Há 60 anos, a Cessna lançava aquele que viria ser a verdadeira lenda da aviação geral leve, a pistão: O modelo 210.
A aeronave, considerada por muitos como o rei dos monomotores a pistão, nasceu em 1959 e começou a ser vendida como modelo 1960 e até 1986, ultimo ano de produção, sofreu constantes evoluções que a deixaram com um razoável espaço interno, grande capacidade de carga (leva, em suas versões mais recentes, 6 pessoas, e mesmo com os tanques de combustível totalmente cheios, ainda fica abaixo do peso máximo de decolagem), amplo envelope de centro de gravidade (ajuda e muito no carregamento), rusticidade de operação, aliado a um razoável desempenho de pista e uma ótima velocidade de cruzeiro, 352 km/h.
Tais características a tornaram uma aeronave cobiçada por fazendeiros, pilotos privados que operam sua própria aeronave, pilotos de garimpo e pasmem, até mesmo contrabandistas e traficantes de entorpecentes, sendo uma aeronave inclusive cobiçada por ladrões de aeronaves!
Gênese
Na segunda metade dos anos 1950, a Cessna não tinha uma aeronave à altura do lendário Beechcraft Bonanza. Até mesmo a Piper Aircraft, até então um fabricante de aeronaves convencionais no estilo tubo-e-tela (leia-se derivados do Piper Cub) já estava lançando o modelo PA-24 Comanche.
A Cessna possuía apenas os modelos 172, cujo primeiro voo completou 65 anos dia 12 de Junho último (em breve falaremos do modelo 172, o avião mais produzido no mundo) e os seus irmãos mais potentes, os Cessnas 180/182, de (trem de pouso convencional e trem de pouso triciclo, na ordem), ambos dotado do robusto, confiável e suave motor Continental O-470 de 6 cilindros, 7,7 L e 230 hp, mas sem o apelo (e o desempenho) de uma aeronave de trem retrátil.
É neste contexto que em 1959 a Cessna desenvolve o modelo 210, um quadriplace em sua essência, um Cessna 182 com trem de pouso retrátil.

Registros salvos

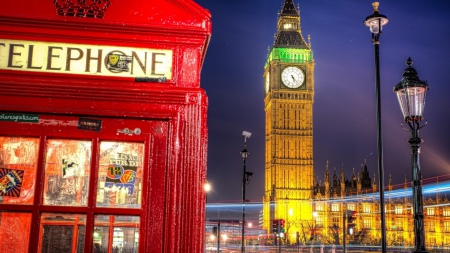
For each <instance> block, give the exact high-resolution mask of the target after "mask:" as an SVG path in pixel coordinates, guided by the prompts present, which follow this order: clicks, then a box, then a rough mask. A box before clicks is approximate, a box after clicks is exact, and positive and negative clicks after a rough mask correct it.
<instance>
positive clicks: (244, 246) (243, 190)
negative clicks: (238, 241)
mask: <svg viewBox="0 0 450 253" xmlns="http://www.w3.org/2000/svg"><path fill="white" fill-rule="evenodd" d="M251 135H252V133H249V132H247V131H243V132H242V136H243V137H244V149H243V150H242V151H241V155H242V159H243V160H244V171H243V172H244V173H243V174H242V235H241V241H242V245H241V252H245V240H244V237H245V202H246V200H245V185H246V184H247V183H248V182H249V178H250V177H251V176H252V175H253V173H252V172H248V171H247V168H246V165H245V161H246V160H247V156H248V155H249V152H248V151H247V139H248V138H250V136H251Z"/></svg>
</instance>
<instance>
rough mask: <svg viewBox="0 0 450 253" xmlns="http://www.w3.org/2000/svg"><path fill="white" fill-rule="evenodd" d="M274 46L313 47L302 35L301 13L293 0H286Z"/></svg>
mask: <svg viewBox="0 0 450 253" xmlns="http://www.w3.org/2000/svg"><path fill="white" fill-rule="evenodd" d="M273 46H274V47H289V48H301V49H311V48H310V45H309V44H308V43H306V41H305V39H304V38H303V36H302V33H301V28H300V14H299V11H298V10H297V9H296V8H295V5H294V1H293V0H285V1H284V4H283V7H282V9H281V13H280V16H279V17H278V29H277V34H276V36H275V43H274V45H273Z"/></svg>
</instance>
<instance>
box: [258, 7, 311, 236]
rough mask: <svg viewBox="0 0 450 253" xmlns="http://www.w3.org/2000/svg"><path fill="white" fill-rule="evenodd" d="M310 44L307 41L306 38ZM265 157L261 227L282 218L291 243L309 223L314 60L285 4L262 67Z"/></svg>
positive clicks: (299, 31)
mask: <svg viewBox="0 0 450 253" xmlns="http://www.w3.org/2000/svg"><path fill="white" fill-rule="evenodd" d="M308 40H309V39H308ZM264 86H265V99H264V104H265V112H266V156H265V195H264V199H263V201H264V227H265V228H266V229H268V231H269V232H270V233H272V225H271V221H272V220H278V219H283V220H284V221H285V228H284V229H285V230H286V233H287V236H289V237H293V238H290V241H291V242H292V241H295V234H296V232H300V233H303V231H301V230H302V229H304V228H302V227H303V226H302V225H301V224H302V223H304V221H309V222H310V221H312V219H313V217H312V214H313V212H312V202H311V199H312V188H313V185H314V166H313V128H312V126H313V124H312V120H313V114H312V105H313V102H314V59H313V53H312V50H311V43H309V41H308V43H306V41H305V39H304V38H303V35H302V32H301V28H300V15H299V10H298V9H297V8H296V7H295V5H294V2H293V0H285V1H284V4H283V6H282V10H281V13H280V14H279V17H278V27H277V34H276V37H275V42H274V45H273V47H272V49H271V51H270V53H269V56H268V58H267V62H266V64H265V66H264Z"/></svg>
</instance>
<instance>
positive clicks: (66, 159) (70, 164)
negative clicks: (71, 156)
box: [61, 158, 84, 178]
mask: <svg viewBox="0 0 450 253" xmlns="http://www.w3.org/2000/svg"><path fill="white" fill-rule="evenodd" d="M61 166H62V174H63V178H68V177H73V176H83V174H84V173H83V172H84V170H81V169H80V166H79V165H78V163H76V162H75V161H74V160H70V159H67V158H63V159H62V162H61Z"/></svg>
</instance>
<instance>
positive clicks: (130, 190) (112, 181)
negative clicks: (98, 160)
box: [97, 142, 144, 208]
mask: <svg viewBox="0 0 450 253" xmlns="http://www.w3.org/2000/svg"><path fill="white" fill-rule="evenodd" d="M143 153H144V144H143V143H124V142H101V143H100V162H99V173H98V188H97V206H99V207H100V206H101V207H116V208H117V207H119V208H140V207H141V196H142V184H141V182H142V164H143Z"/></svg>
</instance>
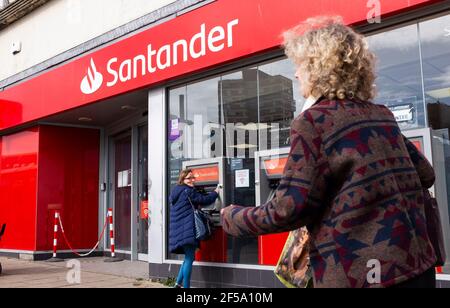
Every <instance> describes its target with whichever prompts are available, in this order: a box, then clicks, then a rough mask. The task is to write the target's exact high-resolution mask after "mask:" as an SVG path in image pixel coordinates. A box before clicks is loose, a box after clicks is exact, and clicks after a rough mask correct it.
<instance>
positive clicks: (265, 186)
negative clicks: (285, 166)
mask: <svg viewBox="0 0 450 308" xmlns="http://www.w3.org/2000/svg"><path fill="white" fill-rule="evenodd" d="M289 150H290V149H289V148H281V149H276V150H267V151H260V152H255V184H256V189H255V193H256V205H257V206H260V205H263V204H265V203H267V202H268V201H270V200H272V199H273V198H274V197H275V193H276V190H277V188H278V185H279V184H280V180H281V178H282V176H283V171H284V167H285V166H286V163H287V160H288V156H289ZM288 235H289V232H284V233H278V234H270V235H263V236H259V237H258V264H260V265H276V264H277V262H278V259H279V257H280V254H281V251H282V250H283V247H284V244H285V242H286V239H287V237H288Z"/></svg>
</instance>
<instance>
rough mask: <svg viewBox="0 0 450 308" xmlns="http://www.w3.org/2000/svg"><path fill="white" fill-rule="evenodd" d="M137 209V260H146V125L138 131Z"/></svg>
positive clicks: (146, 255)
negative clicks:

## Pedido 1:
Com base no trecho sobre o Cessna 210, explique em uma a três frases por que a Cessna desenvolveu esse modelo em 1959.
## Pedido 2:
Escreva a continuação do texto sobre a história do Cessna 210, partindo logo após a última frase apresentada.

## Resposta redigida 1:
Na segunda metade dos anos 1950, a Cessna não tinha uma aeronave à altura do Beechcraft Bonanza, e até a Piper já lançava o PA-24 Comanche. Os modelos que a empresa possuía, o 172 e os 180/182, não tinham o apelo nem o desempenho de uma aeronave de trem retrátil. Por isso a Cessna criou o 210, essencialmente um Cessna 182 com trem de pouso retrátil.

## Resposta redigida 2:
Dotado um motor ligeiramente mais potente, o Continental IO-470 de e injeção mecânica indireta, o protótipo do 210 possuía leme reto, semelhante aos 182 então produzidos. O grande desafio dos engenheiros, no entanto foi como recolher o trem de pouso!
Nas aeronaves de asa alta, ou se observa os longos trens de pouso partindo das asas (vide o caso do Rockwell Aero Commander 500) ou as pernas do trem de pouso muito próximas entre si, recolhendo na fuselagem (vide o caso do Lockheed C-130 Hercules e do ATR) mas nenhuma dessas soluções era possível no pequeno Cessna – havia de ter uma altura livre do solo mínima (o Commander 500 praticamente “raspa” no solo) e colocar os trens de pouso junto da fuselagem também não era alternativa.
Assim, a Cessna desenvolveu um interessante (e complicado!) sistema de recolhimento das lâminas Wittman de trem de pouso em um sistema que praticamente desarma as pernas do trem de pouso principal e as guarda na fuselagem, numa operação bonita de se ver. O sistema era hidráulico com a bomba acionada pelo motor da aeronave.
Veja como é o ciclo completo do trem principal:
O Cessna 210 começa então, na segunda metade de 1959 a ser comercializado, como ano-modelo 1960, cuja principal característica das aeronaves Cessna desse ano,consiste no leme enflechado, dando um ar mais moderno comparado ao leme reto.
O modelo inicial foi logo substituído pela versão 210A, cuja principal diferença consistiu na adição de uma janela a mais e na versão B, a adição da vigia traseira, incrementando a visibilidade do modelo, mas que ainda permanecia uma aeronave de quatro lugares.
A versão 210D, introduzida em 1964, no entanto, ganhou um ligeiro incremento nas dimensões da cabine e a adição de dois assentos, tornando-se uma aeronave para 6 pessoas, ainda que os dois últimos assentos fossem bastante pequenos, adequados para duas crianças, como em certos minivans e suves de sete lugares atuais.
O motor Continental IO-470 sai de cena e em seu lugar entra o IO-520, também de 6 cilindros contrapostos, 8,5 L e 285 hp contínuos, sendo que é nesta versão que a empresa adota o nome Centurion como designação oficial do modelo
Da versão D derivou o irmão de trem fixo denominado Cessna 205, aeronave antecessora de outra lenda, o Cessna 206, uma verdadeira “Kombi” com asas!
Em 1966, a Cessna lançou a versão T210F, com motor TSIO-520. Embora produzindo os mesmos 285 hp, o supercarregamento do motor permitiu um melhor desempenho em altitude, em especial acima de 8 mil pés.
A grande modificação no modelo 210, no entanto, veio em 1967 quando a Cessna abandonou a estrutura de asas com montantes externos, adotando um modelo do tipo cantilever (engastada) com longarina integral.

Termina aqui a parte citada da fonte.